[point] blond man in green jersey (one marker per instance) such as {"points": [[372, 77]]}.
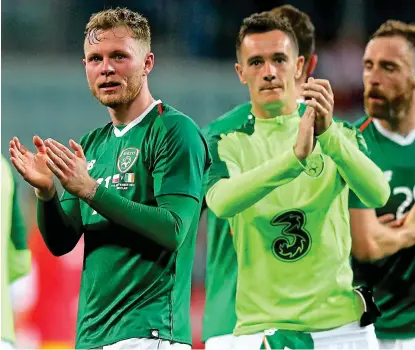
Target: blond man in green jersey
{"points": [[385, 253], [283, 183], [219, 315]]}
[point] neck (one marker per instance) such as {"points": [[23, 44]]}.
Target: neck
{"points": [[126, 113], [273, 110], [404, 123]]}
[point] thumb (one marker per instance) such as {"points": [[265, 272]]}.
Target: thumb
{"points": [[40, 145], [77, 148]]}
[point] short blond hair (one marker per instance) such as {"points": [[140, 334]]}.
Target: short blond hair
{"points": [[119, 17]]}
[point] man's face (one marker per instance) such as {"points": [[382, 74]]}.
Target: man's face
{"points": [[269, 65], [115, 66], [388, 77]]}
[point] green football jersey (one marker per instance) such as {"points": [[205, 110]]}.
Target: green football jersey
{"points": [[221, 263], [131, 286], [291, 226], [392, 278]]}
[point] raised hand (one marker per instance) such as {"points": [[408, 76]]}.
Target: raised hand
{"points": [[32, 166], [321, 98], [70, 168], [305, 139]]}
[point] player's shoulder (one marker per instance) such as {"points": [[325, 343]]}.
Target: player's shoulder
{"points": [[230, 121], [171, 118], [364, 124]]}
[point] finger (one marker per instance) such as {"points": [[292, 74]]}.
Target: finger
{"points": [[63, 148], [308, 117], [318, 97], [79, 152], [58, 161], [18, 165], [317, 107], [55, 169], [57, 151], [40, 145], [386, 218], [22, 149]]}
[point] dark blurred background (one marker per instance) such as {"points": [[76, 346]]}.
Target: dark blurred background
{"points": [[44, 92]]}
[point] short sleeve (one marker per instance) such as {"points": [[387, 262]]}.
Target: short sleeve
{"points": [[224, 162], [181, 159]]}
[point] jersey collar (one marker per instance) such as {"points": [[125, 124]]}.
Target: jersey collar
{"points": [[129, 126]]}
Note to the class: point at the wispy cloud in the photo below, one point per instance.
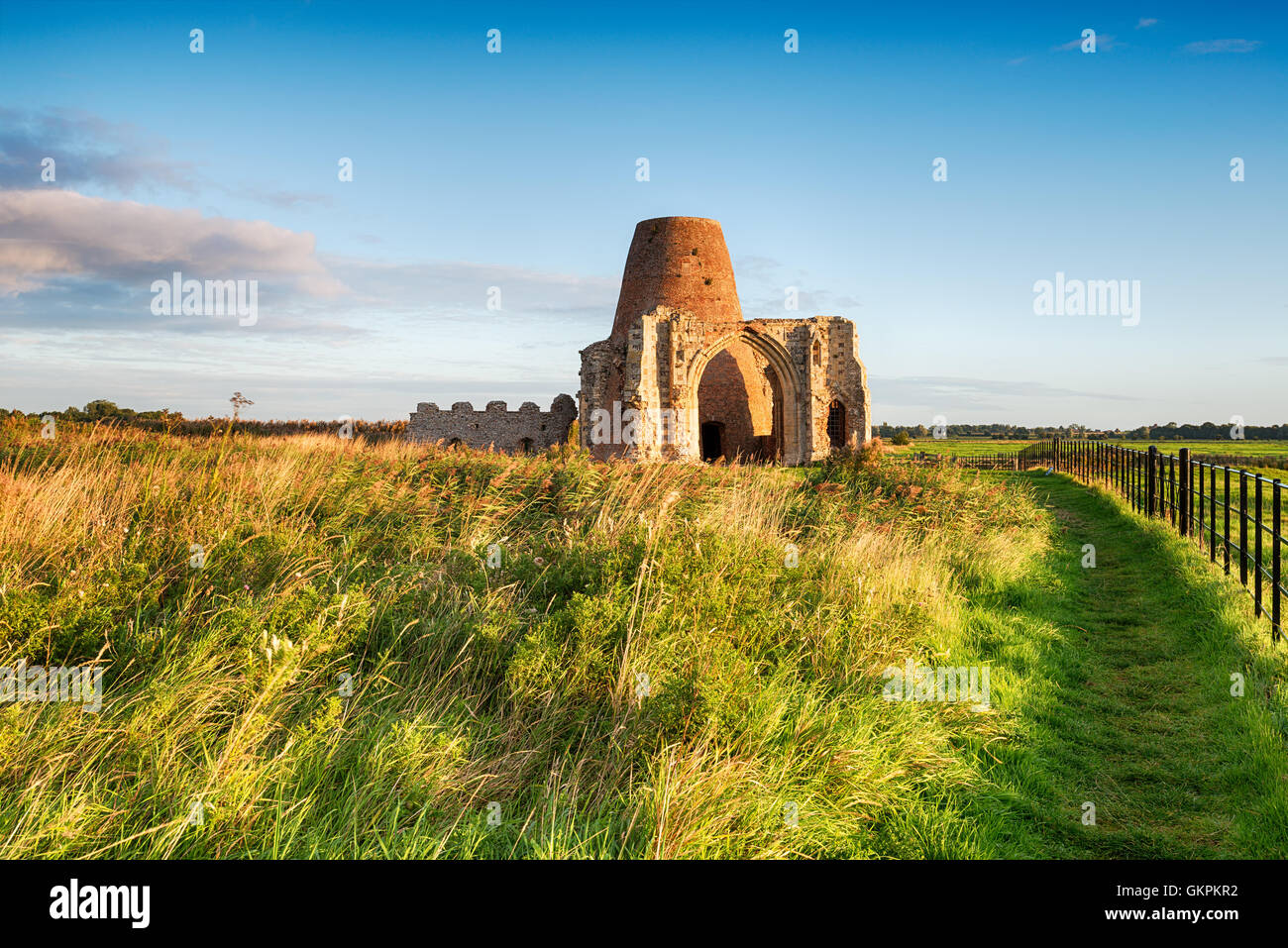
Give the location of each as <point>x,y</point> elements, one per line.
<point>52,233</point>
<point>91,153</point>
<point>86,150</point>
<point>1222,47</point>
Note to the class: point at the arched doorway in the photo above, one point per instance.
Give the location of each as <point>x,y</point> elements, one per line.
<point>836,424</point>
<point>739,404</point>
<point>773,365</point>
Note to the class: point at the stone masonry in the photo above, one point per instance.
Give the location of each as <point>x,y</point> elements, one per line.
<point>684,376</point>
<point>520,432</point>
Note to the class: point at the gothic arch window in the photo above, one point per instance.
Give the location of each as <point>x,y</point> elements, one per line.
<point>836,424</point>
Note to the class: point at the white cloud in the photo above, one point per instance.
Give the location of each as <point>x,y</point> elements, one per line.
<point>51,233</point>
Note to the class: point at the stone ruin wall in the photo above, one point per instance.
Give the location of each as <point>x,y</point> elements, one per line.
<point>494,428</point>
<point>653,368</point>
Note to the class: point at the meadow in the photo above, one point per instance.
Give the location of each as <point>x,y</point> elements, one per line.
<point>1273,455</point>
<point>331,648</point>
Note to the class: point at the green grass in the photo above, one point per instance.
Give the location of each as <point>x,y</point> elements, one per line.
<point>763,605</point>
<point>1235,454</point>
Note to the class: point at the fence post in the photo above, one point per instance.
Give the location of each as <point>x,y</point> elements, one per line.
<point>1243,527</point>
<point>1212,515</point>
<point>1275,576</point>
<point>1149,481</point>
<point>1171,485</point>
<point>1201,500</point>
<point>1227,520</point>
<point>1257,546</point>
<point>1185,487</point>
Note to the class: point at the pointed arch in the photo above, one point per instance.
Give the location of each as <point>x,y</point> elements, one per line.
<point>790,438</point>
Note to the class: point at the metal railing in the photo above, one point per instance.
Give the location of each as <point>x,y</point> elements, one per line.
<point>1198,498</point>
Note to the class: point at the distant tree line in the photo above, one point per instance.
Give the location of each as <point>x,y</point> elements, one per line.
<point>101,411</point>
<point>1209,430</point>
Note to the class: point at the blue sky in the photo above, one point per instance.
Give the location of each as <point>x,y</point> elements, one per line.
<point>518,170</point>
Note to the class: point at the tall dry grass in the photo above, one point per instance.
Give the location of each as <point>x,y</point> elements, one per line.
<point>520,685</point>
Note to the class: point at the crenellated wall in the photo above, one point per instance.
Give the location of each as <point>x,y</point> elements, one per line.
<point>494,428</point>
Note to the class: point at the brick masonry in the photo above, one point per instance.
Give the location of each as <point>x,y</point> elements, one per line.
<point>684,376</point>
<point>686,361</point>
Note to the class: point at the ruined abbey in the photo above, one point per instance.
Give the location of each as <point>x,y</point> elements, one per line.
<point>683,376</point>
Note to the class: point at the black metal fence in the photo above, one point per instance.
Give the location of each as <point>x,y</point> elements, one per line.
<point>1000,460</point>
<point>1229,511</point>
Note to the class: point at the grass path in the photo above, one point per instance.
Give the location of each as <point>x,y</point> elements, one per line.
<point>1126,700</point>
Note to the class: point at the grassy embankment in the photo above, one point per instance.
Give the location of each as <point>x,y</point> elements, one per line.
<point>520,685</point>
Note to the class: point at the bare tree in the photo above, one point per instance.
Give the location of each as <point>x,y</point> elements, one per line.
<point>239,401</point>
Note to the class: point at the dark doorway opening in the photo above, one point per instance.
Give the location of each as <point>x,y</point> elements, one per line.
<point>836,424</point>
<point>711,441</point>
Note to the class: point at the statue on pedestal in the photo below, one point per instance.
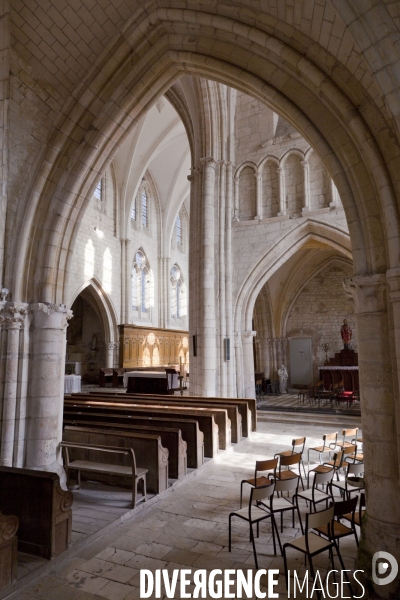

□ □ □

▸ **Work to complete**: All lines from the line containing "Note to the class: point at the black" through the end of the listing above are to be given again exactly; pictures are not part of the copy.

▸ **Response to the exercise**:
Note to the class: point at the black metal fence in the photo above, one point per instance.
Give the location of each as <point>x,y</point> elements, one per line.
<point>1000,460</point>
<point>1229,511</point>
Note to the class: point at the grass path in the photo above, one point per instance.
Give the location of each as <point>x,y</point> elements, one per line.
<point>1126,700</point>
Note to the class: point at the grassy embankment in the photo above, one point per instance.
Give the location of each as <point>x,y</point> elements, one per line.
<point>520,685</point>
Note to the class: point at the bare tree in the photo above, one point per instance.
Give the location of each as <point>x,y</point> elements, one per line.
<point>239,401</point>
Note to the class: point at the dark doorway opening in the photo above, one point per instance.
Give the location of each as <point>x,y</point> elements, one per line.
<point>836,424</point>
<point>711,441</point>
Note to the class: point at the statue on pedestal in the photo below, one point per instance.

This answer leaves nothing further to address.